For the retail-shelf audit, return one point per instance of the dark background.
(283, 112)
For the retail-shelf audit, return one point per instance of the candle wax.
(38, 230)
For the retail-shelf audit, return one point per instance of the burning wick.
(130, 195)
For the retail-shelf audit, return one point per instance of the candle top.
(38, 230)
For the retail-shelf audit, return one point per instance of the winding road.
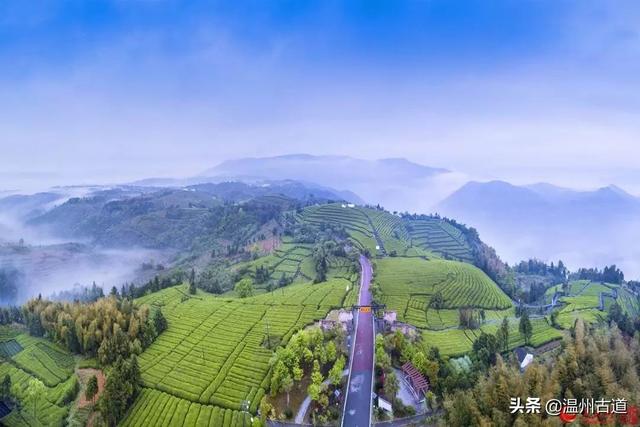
(357, 405)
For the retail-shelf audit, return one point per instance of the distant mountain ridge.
(395, 183)
(327, 170)
(595, 227)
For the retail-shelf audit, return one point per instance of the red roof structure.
(418, 382)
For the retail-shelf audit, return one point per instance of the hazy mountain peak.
(387, 181)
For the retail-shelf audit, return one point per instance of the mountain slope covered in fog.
(581, 227)
(396, 183)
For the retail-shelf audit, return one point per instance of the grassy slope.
(49, 363)
(213, 355)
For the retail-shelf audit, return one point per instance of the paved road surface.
(357, 407)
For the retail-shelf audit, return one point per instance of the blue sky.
(117, 90)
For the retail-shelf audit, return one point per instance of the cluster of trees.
(109, 328)
(610, 274)
(559, 272)
(10, 314)
(215, 279)
(595, 363)
(386, 381)
(315, 353)
(120, 390)
(470, 318)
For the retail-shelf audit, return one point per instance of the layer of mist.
(39, 263)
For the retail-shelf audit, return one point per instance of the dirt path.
(84, 375)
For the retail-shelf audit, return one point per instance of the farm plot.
(156, 408)
(353, 219)
(440, 237)
(628, 302)
(45, 362)
(41, 358)
(290, 260)
(407, 285)
(455, 342)
(390, 229)
(214, 351)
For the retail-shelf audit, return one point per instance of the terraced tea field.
(353, 219)
(440, 237)
(39, 357)
(35, 357)
(456, 342)
(409, 283)
(291, 260)
(583, 301)
(214, 352)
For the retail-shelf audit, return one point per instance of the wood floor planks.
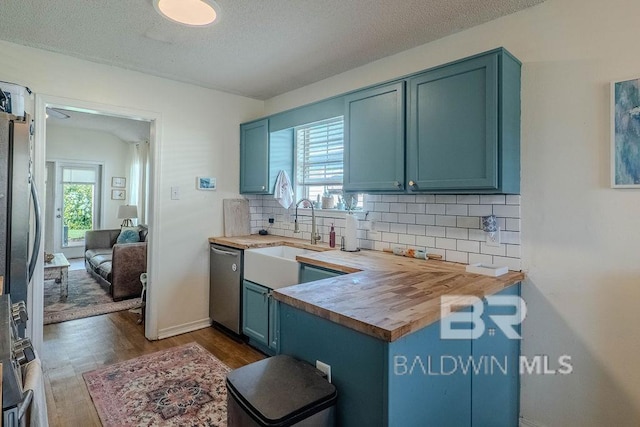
(72, 348)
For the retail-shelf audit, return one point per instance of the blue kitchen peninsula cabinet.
(464, 126)
(374, 137)
(260, 317)
(419, 379)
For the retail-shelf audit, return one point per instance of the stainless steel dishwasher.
(225, 285)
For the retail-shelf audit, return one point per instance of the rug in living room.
(86, 298)
(180, 386)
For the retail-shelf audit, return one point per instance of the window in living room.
(79, 202)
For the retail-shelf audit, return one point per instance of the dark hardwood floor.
(72, 348)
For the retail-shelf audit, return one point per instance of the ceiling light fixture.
(193, 13)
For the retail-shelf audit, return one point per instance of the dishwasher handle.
(219, 252)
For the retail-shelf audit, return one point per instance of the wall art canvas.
(625, 134)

-----

Reproduce every line above word for word, leaving out the pictures.

For the retail-shelf audit, return one point per instance of the dark background.
(283, 112)
For the retail-shelf audit, return one point per instance of the candle wax.
(38, 230)
For the retail-shelf audit, return one point per instance of the burning wick.
(130, 195)
For the retail-shelf audit, return one point per instance of the candle top.
(38, 230)
For the retail-shelf audit, return one point per instance of the winding road.
(357, 405)
For the retail-shelf audit, return one point per instance of the distant mountain ridge.
(395, 183)
(327, 170)
(595, 227)
For the retail-shelf audit, return one point per instance of the red roof structure.
(418, 382)
For the retail-shelf audit, return one point per instance of the hazy mountain peak.
(387, 181)
For the retail-shelf audit, return one point per instance of the mountain slope covered in fog.
(581, 227)
(396, 183)
For the retail-shelf audit, return one point per instance of the grassy slope.
(49, 363)
(213, 355)
For the retail-shelf audit, return one point per instance of the paved road surface.
(357, 407)
For the retail-shelf audit, return one point per instance of the blue sky.
(117, 90)
For the retail-shelf audit, return one point per instance of the cluster of trees.
(109, 328)
(610, 274)
(559, 272)
(10, 314)
(215, 279)
(595, 363)
(386, 381)
(315, 353)
(120, 390)
(470, 318)
For the retail-shelf audit, return one point per instance of the layer of mist.
(39, 263)
For the retail-shelf audit, return one point per instance of the dirt path.
(84, 375)
For the retail-shelf audit, return one point per instance of the farm plot.
(156, 408)
(353, 219)
(440, 237)
(628, 302)
(45, 362)
(41, 358)
(290, 260)
(407, 285)
(455, 342)
(390, 229)
(214, 351)
For the retail-shelf audit, return one point per instance of the terraced tea field.
(353, 219)
(440, 237)
(39, 357)
(35, 357)
(456, 342)
(409, 283)
(291, 260)
(583, 301)
(214, 352)
For the retail-shelf audit, return one point per instance of the wood floor planks.
(72, 348)
For the retail-shelf audit, return one point per instance of the blue kitchen peninsula cabinet.
(464, 126)
(374, 137)
(260, 317)
(419, 379)
For the retail-shelf audit, return one point per instance of the stainless steel dishwasher.
(225, 285)
For the retail-shelf audit, return one point per instance of the rug in living room.
(86, 298)
(180, 386)
For the retail-shelf audit, return one point per instance of the window in living room.
(79, 202)
For the retail-shelf audit, return one point per instance of the dark hardwood floor.
(72, 348)
For the retail-shelf audit, return one point per instance of the ceiling light fixture.
(193, 13)
For the retail-shelf audit, return one point per instance of the dishwasher handle.
(219, 252)
For the retail-shelf audit, return one point per instance of the wall art canvas.
(625, 134)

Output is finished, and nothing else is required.